═════ ITEMS ═════

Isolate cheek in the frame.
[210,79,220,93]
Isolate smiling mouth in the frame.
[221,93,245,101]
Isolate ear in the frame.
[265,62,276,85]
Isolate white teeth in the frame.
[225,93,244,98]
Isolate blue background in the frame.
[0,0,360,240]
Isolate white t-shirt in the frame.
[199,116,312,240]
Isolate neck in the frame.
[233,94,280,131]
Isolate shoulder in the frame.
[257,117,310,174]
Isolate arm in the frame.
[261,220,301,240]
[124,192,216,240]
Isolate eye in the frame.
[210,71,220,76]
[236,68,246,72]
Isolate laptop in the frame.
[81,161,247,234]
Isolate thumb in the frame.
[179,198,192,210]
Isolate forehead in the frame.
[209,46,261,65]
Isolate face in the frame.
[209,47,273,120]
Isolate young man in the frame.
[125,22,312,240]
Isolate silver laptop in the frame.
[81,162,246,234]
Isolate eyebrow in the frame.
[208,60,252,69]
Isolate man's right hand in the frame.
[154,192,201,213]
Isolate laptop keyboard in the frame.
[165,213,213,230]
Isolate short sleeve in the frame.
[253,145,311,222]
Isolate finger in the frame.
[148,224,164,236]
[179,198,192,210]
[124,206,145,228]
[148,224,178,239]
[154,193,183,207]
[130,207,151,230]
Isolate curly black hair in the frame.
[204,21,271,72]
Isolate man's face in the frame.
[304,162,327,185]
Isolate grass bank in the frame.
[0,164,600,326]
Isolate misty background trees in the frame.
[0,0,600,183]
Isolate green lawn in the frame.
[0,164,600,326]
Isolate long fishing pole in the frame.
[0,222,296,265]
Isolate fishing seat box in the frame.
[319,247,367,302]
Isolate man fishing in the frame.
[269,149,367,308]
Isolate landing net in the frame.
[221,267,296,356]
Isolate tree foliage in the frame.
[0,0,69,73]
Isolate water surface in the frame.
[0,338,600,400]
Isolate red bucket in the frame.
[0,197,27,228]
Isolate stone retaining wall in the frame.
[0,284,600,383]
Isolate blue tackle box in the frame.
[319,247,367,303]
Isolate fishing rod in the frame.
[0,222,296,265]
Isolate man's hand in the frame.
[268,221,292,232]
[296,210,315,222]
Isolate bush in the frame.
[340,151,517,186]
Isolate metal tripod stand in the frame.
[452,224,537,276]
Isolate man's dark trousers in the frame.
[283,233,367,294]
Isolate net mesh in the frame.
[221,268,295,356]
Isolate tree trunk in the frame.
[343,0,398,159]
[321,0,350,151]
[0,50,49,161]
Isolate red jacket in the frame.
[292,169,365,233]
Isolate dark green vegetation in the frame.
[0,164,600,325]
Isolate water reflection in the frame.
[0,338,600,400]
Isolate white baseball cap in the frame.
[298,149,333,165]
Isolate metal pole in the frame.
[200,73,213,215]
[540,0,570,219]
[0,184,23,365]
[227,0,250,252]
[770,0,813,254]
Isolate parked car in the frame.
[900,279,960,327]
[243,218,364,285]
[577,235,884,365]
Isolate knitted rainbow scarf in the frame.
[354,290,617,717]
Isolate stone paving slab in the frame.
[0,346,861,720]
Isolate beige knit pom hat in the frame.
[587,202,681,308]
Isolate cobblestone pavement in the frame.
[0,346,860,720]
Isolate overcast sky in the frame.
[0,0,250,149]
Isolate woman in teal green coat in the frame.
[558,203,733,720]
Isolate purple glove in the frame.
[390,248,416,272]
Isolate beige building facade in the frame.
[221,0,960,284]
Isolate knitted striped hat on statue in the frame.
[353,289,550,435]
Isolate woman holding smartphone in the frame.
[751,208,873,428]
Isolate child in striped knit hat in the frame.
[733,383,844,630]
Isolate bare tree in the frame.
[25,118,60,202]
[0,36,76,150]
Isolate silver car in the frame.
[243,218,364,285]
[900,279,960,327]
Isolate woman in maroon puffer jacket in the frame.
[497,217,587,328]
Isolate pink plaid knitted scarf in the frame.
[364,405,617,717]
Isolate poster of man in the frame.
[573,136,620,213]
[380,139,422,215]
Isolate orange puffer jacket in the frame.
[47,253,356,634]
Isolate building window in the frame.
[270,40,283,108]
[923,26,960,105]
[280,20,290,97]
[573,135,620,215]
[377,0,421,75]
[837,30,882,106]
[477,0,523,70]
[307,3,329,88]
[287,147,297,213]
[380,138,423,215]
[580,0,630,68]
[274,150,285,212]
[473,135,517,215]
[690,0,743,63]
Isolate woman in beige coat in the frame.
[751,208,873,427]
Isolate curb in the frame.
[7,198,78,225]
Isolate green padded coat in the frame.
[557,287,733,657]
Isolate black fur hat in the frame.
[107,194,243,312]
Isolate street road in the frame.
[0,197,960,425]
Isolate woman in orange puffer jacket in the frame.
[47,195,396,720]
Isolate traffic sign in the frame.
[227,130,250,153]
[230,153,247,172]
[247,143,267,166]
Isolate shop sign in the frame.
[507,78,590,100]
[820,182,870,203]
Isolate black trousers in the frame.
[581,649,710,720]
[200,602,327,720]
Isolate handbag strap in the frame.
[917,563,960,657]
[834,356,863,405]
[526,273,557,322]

═════

**EXERCISE DESCRIPTION:** Print all of the rows above once more, without any alteration.

**ANSWER FOR THE TASK:**
Isolate cheek in the frame.
[210,79,220,93]
Isolate smiling mouth in the frame.
[221,93,245,101]
Isolate ear in the frame.
[265,62,276,85]
Isolate white teeth in the frame.
[225,93,244,98]
Isolate blue background in the frame.
[0,0,360,240]
Isolate white t-shirt in the frame.
[199,116,312,240]
Isolate neck in the frame.
[233,94,280,131]
Isolate shoulder in the frame.
[257,117,310,174]
Isolate arm in the frame.
[261,220,301,240]
[124,192,216,240]
Isolate eye in the frame.
[210,71,220,76]
[236,68,246,72]
Isolate laptop in the frame.
[81,161,247,234]
Isolate thumb in the frame.
[179,198,192,210]
Isolate forehead in the frame.
[209,46,261,65]
Isolate face in the frame.
[209,47,273,120]
Isolate young man in the frame.
[125,22,312,240]
Isolate silver laptop in the frame.
[81,162,246,234]
Isolate eyebrow in the frame.
[208,60,252,69]
Isolate man's right hand in the frame.
[154,192,201,213]
Isolate laptop keyboard in the frame.
[165,213,213,230]
Isolate short sleeve in the frame.
[253,145,311,222]
Isolate finger in the frame.
[148,224,164,236]
[179,198,192,210]
[124,206,145,228]
[148,224,178,239]
[154,193,183,207]
[130,207,151,230]
Isolate curly black hair in the frame.
[204,21,271,72]
Isolate man's face in the frame.
[304,162,327,185]
Isolate grass bank in the frame.
[0,164,600,326]
Isolate misty background trees in the frame.
[0,0,600,183]
Isolate green lawn in the frame.
[0,164,600,326]
Isolate long fishing pole in the frame.
[0,222,296,265]
Isolate fishing seat box in the frame.
[319,247,367,302]
Isolate man fishing in the frame.
[269,149,367,308]
Isolate landing net in the frame.
[221,267,296,356]
Isolate tree foliage in the frame.
[0,0,69,73]
Isolate water surface in the frame.
[0,338,600,400]
Isolate red bucket in the frame.
[0,197,27,228]
Isolate stone retaining wall in the frame.
[0,284,600,383]
Isolate blue tackle box in the frame.
[319,247,367,303]
Isolate fishing rod in the frame.
[0,222,296,265]
Isolate man's hand in the frame.
[268,221,292,232]
[296,210,315,222]
Isolate bush in the frame.
[340,151,517,186]
Isolate metal tripod stand in the frame.
[452,224,537,276]
Isolate man's dark trousers in the frame.
[283,233,367,294]
Isolate net mesh in the frame.
[221,268,295,356]
Isolate tree trunk in the frame.
[343,0,398,159]
[321,0,350,151]
[0,50,49,161]
Isolate red jacket in the frame.
[292,169,365,233]
Isolate dark green vegetation in the frame.
[0,164,600,325]
Isolate water reflection in the frame.
[0,338,600,400]
Isolate white baseball cap in the frame.
[298,149,333,165]
Isolate metal pole in the frame.
[200,73,213,215]
[540,0,570,219]
[0,184,23,365]
[227,0,250,252]
[770,0,813,254]
Isolate parked car in the frame.
[900,279,960,327]
[243,218,364,285]
[577,235,884,365]
Isolate knitted rainbow scarf in the frame.
[354,290,617,717]
Isolate stone paving slab in the frame.
[0,346,861,720]
Isolate beige knit pom hat in the frame.
[587,202,681,308]
Isolate cobblestone pavement in the frame.
[0,346,860,720]
Isolate overcast sky in the frame.
[0,0,250,149]
Isolate woman in teal green coat in the frame.
[558,203,733,720]
Isolate purple glove in the frame.
[390,248,416,272]
Isolate beige building facade in the frame.
[221,0,960,284]
Isolate knitted striped hat on statue in the frame.
[353,289,550,435]
Isolate woman holding smartphone in the frame.
[751,208,873,428]
Isolate child in striped knit hat in the frame.
[733,383,844,630]
Isolate bare tree in the frame.
[25,118,60,202]
[0,36,76,150]
Isolate silver car in the frame.
[243,218,364,285]
[900,279,960,327]
Isolate woman in maroon puffer jacket in the frame.
[497,217,587,328]
Isolate pink plaid knitted scarf in the frame.
[364,405,617,717]
Isolate poster of man in the frame.
[573,136,620,213]
[380,139,422,215]
Isolate orange puffer jacket in the frame.
[47,253,356,634]
Isolate building window in the frame.
[270,40,283,108]
[923,26,960,105]
[280,20,290,97]
[573,135,620,215]
[377,0,421,75]
[837,30,882,106]
[477,0,523,70]
[307,3,329,88]
[287,147,297,213]
[380,138,423,215]
[580,0,630,68]
[274,150,285,212]
[473,135,517,215]
[690,0,743,63]
Isolate woman in beige coat in the frame.
[751,208,873,427]
Isolate curb in the frame.
[7,198,78,225]
Isolate green padded coat in the frame.
[557,287,733,657]
Isolate black fur hat in the frame.
[107,194,243,312]
Isolate street road in the frame.
[0,197,960,425]
Isolate woman in orange puffer jacket in the frame.
[47,195,396,720]
Isolate traffic sign in the frame.
[227,130,250,153]
[230,153,247,172]
[247,143,267,166]
Isolate shop sign in the frame.
[507,78,590,100]
[820,182,870,203]
Isolate black trousers in the frame.
[581,649,710,720]
[200,602,327,720]
Isolate handbag strap in the frame.
[917,563,960,657]
[834,356,863,405]
[526,273,557,322]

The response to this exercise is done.